## Short problem a
According to the Killing Ground text, what is the name of Grant's home planet?

## Text provided
::::::::

Killing Ground is a Virgin Publishing original novel written by Steve Lyons and based on the long-running British science fiction television series Doctor Who. It features the Sixth Doctor and Grant Markham, as well as popular enemies the Cybermen.

Synopsis
The Doctor returns Grant to his home planet Agora. Upon arrival they discover that Agora has been conquered by the Cybermen, who have enslaved the population and return every three years to take the five hundred fittest humans for conversion. As rebellion is plotted, there is another time traveller at work: the Cybermen obsessed Archivist Hegelia, and her novice research partner, Graduand Jolarr. Can the Doctor save the day when locked away in a cell?

Influences
The design of the Cybermen explicitly described in this story is the design used in the 1975 Doctor Who television serial "Revenge of the Cybermen" as developed by BBC costume designer Prue Handley.

::::::::

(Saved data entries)

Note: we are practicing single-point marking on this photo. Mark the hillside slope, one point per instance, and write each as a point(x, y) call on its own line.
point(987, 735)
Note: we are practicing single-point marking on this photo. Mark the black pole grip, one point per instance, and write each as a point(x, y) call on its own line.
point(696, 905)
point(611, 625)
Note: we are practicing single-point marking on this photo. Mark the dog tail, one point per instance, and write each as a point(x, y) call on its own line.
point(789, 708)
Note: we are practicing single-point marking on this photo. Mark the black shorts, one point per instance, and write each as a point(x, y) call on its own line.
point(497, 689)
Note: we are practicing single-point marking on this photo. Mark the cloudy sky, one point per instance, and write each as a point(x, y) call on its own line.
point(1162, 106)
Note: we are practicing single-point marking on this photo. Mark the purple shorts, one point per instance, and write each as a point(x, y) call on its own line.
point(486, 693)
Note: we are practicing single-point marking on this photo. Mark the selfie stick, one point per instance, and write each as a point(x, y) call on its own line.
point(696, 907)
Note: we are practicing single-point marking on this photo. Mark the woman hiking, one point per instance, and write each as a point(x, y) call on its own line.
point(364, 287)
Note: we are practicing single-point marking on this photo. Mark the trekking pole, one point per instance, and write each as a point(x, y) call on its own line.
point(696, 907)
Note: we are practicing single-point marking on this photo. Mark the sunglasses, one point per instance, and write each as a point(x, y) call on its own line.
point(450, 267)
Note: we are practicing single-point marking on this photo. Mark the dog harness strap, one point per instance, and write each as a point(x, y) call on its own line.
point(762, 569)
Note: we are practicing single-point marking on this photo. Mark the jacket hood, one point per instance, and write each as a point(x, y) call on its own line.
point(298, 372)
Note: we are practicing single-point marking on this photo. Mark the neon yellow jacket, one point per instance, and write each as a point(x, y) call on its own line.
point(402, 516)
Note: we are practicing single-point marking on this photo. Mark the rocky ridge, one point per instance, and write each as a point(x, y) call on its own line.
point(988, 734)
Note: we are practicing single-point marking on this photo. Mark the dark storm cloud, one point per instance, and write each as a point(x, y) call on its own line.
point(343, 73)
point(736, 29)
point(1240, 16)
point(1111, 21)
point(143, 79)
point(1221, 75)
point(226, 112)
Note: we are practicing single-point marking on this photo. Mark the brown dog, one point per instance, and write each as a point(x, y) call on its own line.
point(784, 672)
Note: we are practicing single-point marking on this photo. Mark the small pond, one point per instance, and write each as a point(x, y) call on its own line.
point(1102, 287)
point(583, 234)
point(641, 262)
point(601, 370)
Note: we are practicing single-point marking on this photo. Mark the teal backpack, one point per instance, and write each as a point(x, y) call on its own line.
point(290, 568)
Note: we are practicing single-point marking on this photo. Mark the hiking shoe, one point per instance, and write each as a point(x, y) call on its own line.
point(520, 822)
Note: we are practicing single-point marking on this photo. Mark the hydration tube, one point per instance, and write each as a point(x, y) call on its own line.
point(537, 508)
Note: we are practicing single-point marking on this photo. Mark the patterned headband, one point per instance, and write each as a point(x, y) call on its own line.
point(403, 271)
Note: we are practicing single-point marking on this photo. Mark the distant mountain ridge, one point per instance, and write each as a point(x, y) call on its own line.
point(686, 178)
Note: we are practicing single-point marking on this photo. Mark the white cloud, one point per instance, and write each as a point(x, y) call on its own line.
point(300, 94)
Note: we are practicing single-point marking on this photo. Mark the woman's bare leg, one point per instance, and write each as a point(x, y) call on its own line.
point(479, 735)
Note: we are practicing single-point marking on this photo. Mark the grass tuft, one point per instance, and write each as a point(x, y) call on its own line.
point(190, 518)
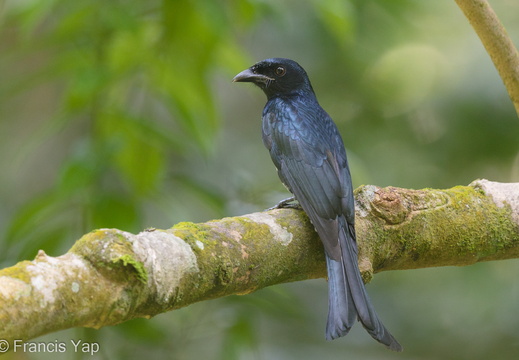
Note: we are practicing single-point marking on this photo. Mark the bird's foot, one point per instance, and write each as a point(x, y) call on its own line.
point(288, 203)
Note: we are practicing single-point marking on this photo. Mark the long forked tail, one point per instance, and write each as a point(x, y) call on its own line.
point(347, 296)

::::::::

## Short problem b
In the listing, swap "small pond" for "small lake" in the lines starting at the one containing "Mark the jacket" and ending at the one containing "point(686, 178)". Leave everything else unchanged and return only those lines.

## Expected answer a
Agora

## Expected answer b
Note: we are practicing single-point marking on this photo. Mark the jacket hood, one point per instance, and write each as a point(x, y) call on its own line.
point(298, 372)
Note: we are practicing single-point marking on this photo. Mark the neon yellow jacket, one point per instance, and write each as a point(x, y) call on its own line.
point(402, 516)
Note: we are practicing single-point marking on this photo. Mark the rocky ridge, one point per instance, and write each as a point(x, y) call on its own line.
point(988, 734)
Note: we are practicing single-point marking on this photo. Mark the dark storm cloud, one point per instance, and write each as a point(x, y) call on its own line.
point(343, 73)
point(736, 29)
point(1240, 16)
point(1111, 21)
point(143, 79)
point(1221, 75)
point(226, 112)
Note: we are practicing single-point marking on this photo. Mark the brown dog, one point per instance, and write each as a point(x, y) call on its own line.
point(784, 672)
Note: we are practicing single-point marking on this photo. Mark the small lake, one point per instance, and write each as a point(x, y) call on its own line.
point(1102, 287)
point(583, 234)
point(641, 262)
point(601, 370)
Note: we are practicing single-point marking on this photo. Mark the teal backpack, one point per instance, and write each as a point(x, y) call on its own line.
point(290, 568)
Note: we are practicing single-point marking on this photo. Mark the hiking shoe, one point per instance, and write each as a point(x, y) call on its own line.
point(520, 822)
Note: we are practicing single-point marking on this photo. Mark the hydration tube, one point per instance, and write each as a point(x, y) call on its own line.
point(537, 508)
Note: we are practicing single-point marking on this photo. Mark the patterned headband, one point per instance, and write each as a point(x, y) call on its own line.
point(403, 271)
Note: we are practicing single-point marking on this photo. Mark the distant mountain ridge, one point per instance, and write each as a point(x, y) call on its own line.
point(686, 178)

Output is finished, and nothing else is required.